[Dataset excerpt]
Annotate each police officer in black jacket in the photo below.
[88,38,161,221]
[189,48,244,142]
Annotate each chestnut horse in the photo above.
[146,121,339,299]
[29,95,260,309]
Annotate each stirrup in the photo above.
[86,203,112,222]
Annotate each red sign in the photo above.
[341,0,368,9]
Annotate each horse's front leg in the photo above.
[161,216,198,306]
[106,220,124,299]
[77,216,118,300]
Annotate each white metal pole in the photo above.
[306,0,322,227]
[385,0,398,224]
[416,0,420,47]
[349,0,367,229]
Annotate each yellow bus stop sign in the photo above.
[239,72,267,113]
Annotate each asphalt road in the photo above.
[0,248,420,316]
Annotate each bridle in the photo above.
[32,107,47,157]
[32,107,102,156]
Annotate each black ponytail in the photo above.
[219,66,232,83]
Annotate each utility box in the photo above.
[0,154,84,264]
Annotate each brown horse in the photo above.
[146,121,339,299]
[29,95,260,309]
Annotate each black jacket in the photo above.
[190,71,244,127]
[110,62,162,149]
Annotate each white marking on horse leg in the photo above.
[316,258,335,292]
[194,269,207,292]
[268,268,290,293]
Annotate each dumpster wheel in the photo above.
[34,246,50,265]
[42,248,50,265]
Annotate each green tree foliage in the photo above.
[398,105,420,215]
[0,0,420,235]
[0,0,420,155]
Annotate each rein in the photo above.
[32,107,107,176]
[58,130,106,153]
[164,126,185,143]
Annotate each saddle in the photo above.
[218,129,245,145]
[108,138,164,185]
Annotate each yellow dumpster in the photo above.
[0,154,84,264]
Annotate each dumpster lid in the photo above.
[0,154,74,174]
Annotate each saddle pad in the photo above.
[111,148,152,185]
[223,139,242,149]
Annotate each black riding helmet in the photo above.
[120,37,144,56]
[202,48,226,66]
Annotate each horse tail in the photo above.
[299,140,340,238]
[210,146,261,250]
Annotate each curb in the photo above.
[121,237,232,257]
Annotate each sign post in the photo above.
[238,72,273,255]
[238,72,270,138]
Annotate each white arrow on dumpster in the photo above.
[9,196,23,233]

--- WHAT IS BEING ASKED ---
Copy every row above, keeping each one word for word.

--- EXPECTED OUTPUT ---
Annotate each police officer in black jacket in the photo below.
[88,38,161,221]
[189,48,244,142]
Annotate each chestnut horse in the photo above.
[146,121,339,299]
[29,95,260,309]
Annotate each stirrup in the photo above.
[86,203,112,222]
Annotate each red sign in the photo above.
[341,0,368,9]
Annotate each horse's front leg in the photo above.
[161,216,198,306]
[106,220,124,299]
[77,216,118,300]
Annotate each white metal pole in the photo above.
[306,0,322,227]
[385,0,398,224]
[416,0,420,47]
[349,0,367,229]
Annotate each yellow bus stop sign in the photo above.
[239,72,267,113]
Annotate each asphalt road in the photo above.
[0,248,420,316]
Annotate each bridle in the photo above.
[32,107,47,157]
[32,107,102,156]
Annotate each black ponytail in the photo above.
[219,66,232,83]
Annotate each utility box in the photo above.
[0,154,84,264]
Annotate each brown horse in the photo above.
[146,121,339,299]
[29,95,260,309]
Annotate each black jacket in the photo above.
[190,71,244,127]
[110,62,162,149]
Annotate each white marking on horse leg in the photo above.
[316,258,335,292]
[194,269,207,292]
[268,268,290,293]
Annotate each dumpster wheel in the photo above.
[34,246,50,265]
[42,248,50,265]
Annotate each green tree foliage in the photo above.
[398,105,420,215]
[0,0,420,235]
[0,0,420,155]
Annotate each rein in the photo above.
[32,107,107,176]
[58,130,106,153]
[164,126,185,143]
Annotate each saddle in the photo above.
[218,129,245,145]
[108,138,164,185]
Annotate each yellow dumpster in the photo above.
[0,154,84,264]
Annotate each dumpster lid in the photo above.
[0,154,74,174]
Annotate each saddle pad in the photo above.
[111,148,152,185]
[223,139,242,149]
Annotate each black riding helmet in the photo above.
[120,37,144,56]
[202,48,226,66]
Annotate each horse tail in the photo above.
[299,140,340,238]
[210,146,261,250]
Annotate each curb in the photo above.
[121,237,232,257]
Annotate each sign post in the photo above.
[238,72,273,255]
[238,72,270,138]
Annotate each white arrow on dumpster in the photo above.
[9,196,23,233]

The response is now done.